TO-DO LIST =
(1) Print the passage of the forum thread about the Look bikes at Paris Roubaix, starting with "i follow Kees" and going on through "like a 481!".
(2) In the forum thread about the Look bikes at Paris Roubaix, which Look model did Thor ride the year before?
(3) Go on with the forum thread about the Look bikes at Paris Roubaix from the point where it stops.

# On what Look-bike rode the C.A.-team Paris Roubaix?



## edk (Aug 16, 2005)

Is there some one who knows on what Look-bike rode the C.A.-team Paris Roubaix? The team was not so often up front, so I couldn't see it on TV.

I only know it was not the 595 in pro team colors. The bikes were totally black!


----------



## Forrest Root (Dec 22, 2006)

Not totally. Black and white. Black and white 595s.

From CyclingNews:


----------



## Kees (Nov 26, 2007)

Forrest Root said:


> Not totally. Black and white. Black and white 595s.
> 
> From CyclingNews:



I saw a Look of what i am sure it was a 585 
Absolutely not the 586 or 595


----------



## ezzy (Jul 30, 2006)

i follow Kees on that - i didnt see any 595's - they def had normal seatposts and were all black - maybe even matte black. but couldnt say for sure that they were 585's. To me it looked more like a 481!


----------



## thien (Feb 18, 2004)

It might have been the 481. The spare bikes at Tour of California were all black bikes, they looked like 481's. I have a photo somewhere, I'll post it when I find it...


----------



## Guest (Apr 16, 2008)

Looks like mine!





Forrest Root said:


> Not totally. Black and white. Black and white 595s.
> 
> From CyclingNews:


----------



## chas (Aug 10, 2006)

thien said:


> It might have been the 481. The spare bikes at Tour of California were all black bikes, they looked like 481's. I have a photo somewhere, I'll post it when I find it...


Last year Thor rode a 585, but I'm not sure about this year. The team also has some 481's, so it is possible they were riding them for Paris Roubaix.

*[email protected]*


----------



## abstrack (Feb 15, 2006)

*TOC Prologue 08 bikes*

Aside from the actual bikes used for the prologue, these are the bikes I saw on the Credit Agricole vehicles at the 2008 TOC prologue before the start of the race.


----------



## JJJamison (Apr 23, 2005)

Yeah, I wish they would bring back the 481.


----------



## edk (Aug 16, 2005)

thien said:


> It might have been the 481. The spare bikes at Tour of California were all black bikes, they looked like 481's. I have a photo somewhere, I'll post it when I find it...

(Dataset rows)
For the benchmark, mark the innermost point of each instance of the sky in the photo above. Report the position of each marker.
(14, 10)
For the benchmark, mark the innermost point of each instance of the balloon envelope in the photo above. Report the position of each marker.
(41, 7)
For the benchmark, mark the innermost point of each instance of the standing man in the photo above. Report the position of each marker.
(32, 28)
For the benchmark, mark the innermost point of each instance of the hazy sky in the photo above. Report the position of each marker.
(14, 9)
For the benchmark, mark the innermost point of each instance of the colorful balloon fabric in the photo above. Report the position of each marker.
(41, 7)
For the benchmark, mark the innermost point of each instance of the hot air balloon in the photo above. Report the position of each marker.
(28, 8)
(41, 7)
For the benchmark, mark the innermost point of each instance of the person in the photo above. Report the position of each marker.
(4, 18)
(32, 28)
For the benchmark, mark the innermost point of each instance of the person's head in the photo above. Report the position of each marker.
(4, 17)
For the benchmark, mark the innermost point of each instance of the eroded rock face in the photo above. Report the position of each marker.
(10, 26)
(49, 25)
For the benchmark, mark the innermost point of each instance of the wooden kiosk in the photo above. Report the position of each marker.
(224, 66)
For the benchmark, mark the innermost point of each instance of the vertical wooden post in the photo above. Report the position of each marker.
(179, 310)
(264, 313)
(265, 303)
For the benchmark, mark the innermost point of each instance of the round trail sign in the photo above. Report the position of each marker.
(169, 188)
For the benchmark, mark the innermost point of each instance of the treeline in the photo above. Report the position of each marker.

ANSWERS FOR THIS EXERCISE =
(1)
i follow Kees on that - i didnt see any 595's - they def had normal seatposts and were all black - maybe even matte black. but couldnt say for sure that they were 585's. To me it looked more like a 481!

(2) A 585.

(3)
The glimp what I have seen last sunday, remembers me of the 'old' 481. The Tour of Cal. picture of 'abstrack' suggests C.A. is sometimes still using 481..

Strange... has it something to do with comfort??

Anyway The black paintjob with white decals is very cool.


----------



## nickb4 (Jan 24, 2006)

*481*

I checked prior RBR posts on the Look 481 and ran across one in 2004 by francois discussing his, then, new 481. Gorgeous shots of the bike:

http://forums.roadbikereview.com/showthread.php?t=11742&highlight=481sl

btw, he mentions from his post in '04 "Seems like a popular bike in Europe but definitely under-marketed here in Northern California". I would say Look has changed their marketing strategy quite a bit since 2004.


----------



## funknuggets (Feb 4, 2004)

I love the 481/381s


----------



## kretzel (Aug 1, 2007)

*Hushovd '08 P-R Ride*

CN article: 

http://www.cyclingnews.com/tech/2008/probikes/?id=thor_hushovds_agricole_look_roubaix08


----------



## lookrider (Dec 3, 2006)

I have two kg 381's, 1 matte black and one Jalabert. Thanks, to Forrest Root and a number of the more knowledgeable posters, I'll stick with the "softer", more "flexible" bikes. The guy from B&L Bikes in San Diego who I bought the last 381 from, described it as "spongy" when I asked him for an honest comparison to the 595, however, I'm soft and I need a sponge...

Those black 481's look nice, I've only seen the Blue and Jalabert 481's.


----------



## edk (Aug 16, 2005)

All black, custom paint, 585 Origin... Cool Cyclingnews had those pics and story!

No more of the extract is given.